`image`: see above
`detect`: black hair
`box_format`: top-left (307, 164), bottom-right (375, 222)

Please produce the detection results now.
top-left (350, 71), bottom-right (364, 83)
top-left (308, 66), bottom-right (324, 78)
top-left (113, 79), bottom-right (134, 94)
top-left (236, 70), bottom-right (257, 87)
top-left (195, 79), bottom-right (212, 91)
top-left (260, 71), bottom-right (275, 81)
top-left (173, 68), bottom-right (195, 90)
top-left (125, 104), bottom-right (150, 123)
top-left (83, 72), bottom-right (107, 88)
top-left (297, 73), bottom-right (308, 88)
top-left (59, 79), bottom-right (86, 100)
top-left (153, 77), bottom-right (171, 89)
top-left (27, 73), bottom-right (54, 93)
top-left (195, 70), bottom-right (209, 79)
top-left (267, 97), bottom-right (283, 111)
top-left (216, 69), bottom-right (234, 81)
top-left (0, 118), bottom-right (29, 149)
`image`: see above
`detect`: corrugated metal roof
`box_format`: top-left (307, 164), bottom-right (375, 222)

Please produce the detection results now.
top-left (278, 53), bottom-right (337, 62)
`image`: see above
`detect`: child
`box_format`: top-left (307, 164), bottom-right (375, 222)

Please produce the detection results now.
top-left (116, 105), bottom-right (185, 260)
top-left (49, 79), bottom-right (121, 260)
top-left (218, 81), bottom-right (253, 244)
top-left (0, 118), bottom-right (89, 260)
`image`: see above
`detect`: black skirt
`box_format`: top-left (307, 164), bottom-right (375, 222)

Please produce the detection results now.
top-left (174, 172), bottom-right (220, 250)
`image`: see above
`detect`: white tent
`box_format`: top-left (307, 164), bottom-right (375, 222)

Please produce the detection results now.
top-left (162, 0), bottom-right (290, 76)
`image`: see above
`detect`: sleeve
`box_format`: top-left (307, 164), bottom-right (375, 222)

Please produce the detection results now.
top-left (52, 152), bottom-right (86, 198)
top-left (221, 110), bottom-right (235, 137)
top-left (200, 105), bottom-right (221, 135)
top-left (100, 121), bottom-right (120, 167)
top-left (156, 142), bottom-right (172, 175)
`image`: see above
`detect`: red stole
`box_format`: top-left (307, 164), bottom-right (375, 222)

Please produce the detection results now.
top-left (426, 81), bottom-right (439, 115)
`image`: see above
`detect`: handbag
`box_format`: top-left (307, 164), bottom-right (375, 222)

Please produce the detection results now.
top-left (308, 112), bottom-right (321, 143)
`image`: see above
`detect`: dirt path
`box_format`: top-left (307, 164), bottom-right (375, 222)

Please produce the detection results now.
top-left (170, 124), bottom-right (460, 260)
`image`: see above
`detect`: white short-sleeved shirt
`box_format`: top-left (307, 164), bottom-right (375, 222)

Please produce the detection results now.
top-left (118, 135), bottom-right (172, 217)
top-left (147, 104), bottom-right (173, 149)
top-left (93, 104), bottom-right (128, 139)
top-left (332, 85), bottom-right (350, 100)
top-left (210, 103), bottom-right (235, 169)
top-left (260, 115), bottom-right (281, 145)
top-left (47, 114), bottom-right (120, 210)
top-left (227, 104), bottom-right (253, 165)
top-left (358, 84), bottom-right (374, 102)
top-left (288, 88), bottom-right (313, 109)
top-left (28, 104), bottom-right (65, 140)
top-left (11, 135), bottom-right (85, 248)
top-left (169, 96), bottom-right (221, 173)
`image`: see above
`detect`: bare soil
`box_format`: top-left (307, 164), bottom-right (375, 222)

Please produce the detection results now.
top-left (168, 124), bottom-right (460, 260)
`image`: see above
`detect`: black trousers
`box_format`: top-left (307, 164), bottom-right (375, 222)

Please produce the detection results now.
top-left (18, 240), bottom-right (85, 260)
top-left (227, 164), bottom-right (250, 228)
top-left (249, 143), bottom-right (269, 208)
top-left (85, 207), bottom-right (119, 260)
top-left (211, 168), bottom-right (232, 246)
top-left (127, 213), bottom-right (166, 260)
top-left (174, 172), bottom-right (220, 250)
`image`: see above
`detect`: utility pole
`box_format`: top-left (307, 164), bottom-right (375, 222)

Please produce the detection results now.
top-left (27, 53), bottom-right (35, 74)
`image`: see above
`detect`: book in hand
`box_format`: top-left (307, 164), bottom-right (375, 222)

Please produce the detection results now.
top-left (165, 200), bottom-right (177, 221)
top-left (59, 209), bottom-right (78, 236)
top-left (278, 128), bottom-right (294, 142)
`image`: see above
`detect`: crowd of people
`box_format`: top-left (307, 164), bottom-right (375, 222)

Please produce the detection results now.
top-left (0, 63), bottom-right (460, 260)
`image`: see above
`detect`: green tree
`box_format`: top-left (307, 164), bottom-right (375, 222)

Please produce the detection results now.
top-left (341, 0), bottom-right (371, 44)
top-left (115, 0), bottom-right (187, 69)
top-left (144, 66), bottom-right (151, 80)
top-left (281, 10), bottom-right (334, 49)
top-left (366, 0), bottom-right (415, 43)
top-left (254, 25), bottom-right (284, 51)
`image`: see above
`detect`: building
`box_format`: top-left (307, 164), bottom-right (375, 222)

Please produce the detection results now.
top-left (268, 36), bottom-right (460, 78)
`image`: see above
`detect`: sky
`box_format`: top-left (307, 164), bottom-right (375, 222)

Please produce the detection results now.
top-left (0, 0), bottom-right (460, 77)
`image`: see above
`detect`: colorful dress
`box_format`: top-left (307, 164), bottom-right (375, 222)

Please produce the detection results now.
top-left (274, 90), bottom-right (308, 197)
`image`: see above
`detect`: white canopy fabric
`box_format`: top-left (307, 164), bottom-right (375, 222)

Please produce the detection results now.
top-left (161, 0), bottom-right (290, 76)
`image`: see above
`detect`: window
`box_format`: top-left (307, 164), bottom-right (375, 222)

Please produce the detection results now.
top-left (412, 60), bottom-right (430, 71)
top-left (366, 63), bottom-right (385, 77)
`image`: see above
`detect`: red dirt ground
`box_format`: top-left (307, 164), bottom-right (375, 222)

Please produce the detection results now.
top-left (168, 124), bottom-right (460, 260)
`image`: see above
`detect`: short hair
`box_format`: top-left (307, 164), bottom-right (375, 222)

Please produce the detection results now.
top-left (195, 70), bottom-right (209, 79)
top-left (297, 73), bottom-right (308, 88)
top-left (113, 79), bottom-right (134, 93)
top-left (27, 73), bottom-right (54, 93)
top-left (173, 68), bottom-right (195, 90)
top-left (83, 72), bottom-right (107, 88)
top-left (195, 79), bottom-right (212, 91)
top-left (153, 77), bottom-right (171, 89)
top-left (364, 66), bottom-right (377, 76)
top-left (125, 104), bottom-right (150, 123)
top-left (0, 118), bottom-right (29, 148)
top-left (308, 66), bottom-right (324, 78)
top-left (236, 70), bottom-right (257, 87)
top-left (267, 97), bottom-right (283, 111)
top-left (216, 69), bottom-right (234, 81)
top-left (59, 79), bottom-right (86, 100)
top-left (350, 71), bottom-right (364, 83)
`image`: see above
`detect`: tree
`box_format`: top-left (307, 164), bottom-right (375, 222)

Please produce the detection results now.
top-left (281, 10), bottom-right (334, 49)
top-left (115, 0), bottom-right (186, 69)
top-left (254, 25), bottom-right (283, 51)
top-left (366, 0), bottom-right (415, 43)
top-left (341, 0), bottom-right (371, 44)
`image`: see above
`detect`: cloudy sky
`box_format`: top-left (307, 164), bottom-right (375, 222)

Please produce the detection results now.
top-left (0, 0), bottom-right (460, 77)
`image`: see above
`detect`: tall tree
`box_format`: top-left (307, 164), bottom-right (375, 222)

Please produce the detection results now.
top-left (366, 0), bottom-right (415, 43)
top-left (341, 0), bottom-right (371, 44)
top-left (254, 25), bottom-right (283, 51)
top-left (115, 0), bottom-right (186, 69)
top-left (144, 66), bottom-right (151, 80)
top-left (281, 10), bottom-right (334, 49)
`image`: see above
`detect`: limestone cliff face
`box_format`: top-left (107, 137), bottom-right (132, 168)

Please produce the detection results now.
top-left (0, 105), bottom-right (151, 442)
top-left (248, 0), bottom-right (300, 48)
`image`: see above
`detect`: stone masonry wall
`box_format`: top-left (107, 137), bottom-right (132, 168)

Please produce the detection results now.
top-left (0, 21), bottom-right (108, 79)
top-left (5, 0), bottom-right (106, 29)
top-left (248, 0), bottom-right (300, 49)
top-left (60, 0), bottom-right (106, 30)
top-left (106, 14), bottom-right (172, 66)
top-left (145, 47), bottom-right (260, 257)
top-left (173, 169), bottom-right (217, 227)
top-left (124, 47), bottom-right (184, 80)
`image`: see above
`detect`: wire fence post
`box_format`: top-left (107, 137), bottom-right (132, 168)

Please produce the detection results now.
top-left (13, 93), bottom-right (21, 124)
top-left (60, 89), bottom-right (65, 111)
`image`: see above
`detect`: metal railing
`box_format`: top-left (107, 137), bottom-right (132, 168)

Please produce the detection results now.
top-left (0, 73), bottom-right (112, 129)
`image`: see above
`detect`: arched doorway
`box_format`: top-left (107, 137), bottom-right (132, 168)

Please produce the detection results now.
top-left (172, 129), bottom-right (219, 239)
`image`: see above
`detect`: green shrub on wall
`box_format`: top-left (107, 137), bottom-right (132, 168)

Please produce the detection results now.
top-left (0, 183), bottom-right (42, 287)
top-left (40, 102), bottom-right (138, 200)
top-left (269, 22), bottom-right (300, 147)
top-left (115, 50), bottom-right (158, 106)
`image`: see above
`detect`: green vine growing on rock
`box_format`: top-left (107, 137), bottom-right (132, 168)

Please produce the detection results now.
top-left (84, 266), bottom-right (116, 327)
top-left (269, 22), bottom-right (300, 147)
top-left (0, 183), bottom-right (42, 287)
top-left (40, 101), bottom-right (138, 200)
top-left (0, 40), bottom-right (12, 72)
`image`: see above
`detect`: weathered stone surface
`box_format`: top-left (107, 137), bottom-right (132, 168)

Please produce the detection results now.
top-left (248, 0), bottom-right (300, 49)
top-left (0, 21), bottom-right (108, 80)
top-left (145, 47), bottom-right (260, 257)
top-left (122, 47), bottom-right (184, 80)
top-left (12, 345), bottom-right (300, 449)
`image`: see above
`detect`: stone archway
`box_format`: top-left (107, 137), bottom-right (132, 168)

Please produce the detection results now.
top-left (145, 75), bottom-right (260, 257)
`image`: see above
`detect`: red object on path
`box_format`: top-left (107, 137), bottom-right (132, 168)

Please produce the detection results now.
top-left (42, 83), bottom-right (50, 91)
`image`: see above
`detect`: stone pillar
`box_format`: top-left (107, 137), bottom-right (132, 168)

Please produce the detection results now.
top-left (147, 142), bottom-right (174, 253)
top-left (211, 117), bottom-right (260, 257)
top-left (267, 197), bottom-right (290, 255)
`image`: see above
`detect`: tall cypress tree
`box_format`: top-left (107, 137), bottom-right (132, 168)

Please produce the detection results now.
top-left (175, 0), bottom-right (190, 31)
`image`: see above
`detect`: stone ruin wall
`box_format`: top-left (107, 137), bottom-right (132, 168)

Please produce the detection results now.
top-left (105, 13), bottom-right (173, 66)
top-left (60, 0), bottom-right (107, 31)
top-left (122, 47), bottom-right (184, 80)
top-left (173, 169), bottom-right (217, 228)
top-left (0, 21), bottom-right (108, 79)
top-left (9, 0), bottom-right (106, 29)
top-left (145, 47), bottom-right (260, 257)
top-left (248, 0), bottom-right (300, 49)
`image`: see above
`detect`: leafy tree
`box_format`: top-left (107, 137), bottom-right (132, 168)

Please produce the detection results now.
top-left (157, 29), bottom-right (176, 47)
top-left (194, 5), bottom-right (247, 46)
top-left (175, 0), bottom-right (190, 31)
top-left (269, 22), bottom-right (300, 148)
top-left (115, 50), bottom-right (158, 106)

-*-*-

### Given task:
Reproduce the data from its beginning through the line containing "top-left (0, 118), bottom-right (89, 260)", substituting "dark hair" for "black hair" and leaving everything else unchanged.

### Problem solution:
`image`: see above
`detect`: dark hair
`box_format`: top-left (307, 164), bottom-right (375, 222)

Please produce the detection results now.
top-left (350, 71), bottom-right (364, 83)
top-left (308, 66), bottom-right (324, 78)
top-left (113, 79), bottom-right (134, 94)
top-left (236, 70), bottom-right (257, 87)
top-left (195, 79), bottom-right (212, 91)
top-left (260, 71), bottom-right (275, 81)
top-left (173, 68), bottom-right (195, 90)
top-left (125, 104), bottom-right (150, 123)
top-left (83, 72), bottom-right (107, 88)
top-left (297, 73), bottom-right (308, 88)
top-left (59, 79), bottom-right (86, 100)
top-left (153, 77), bottom-right (171, 89)
top-left (27, 73), bottom-right (54, 93)
top-left (195, 70), bottom-right (209, 79)
top-left (267, 97), bottom-right (283, 111)
top-left (216, 69), bottom-right (234, 81)
top-left (0, 118), bottom-right (29, 149)
`image`: see above
`detect`: corrugated metal roof
`box_format`: top-left (307, 164), bottom-right (375, 222)

Please produce the detection results now.
top-left (278, 53), bottom-right (337, 62)
`image`: see above
`detect`: child
`box_format`: top-left (307, 164), bottom-right (375, 222)

Please produce the detection results now.
top-left (116, 105), bottom-right (185, 260)
top-left (49, 79), bottom-right (121, 260)
top-left (218, 81), bottom-right (253, 244)
top-left (0, 118), bottom-right (89, 260)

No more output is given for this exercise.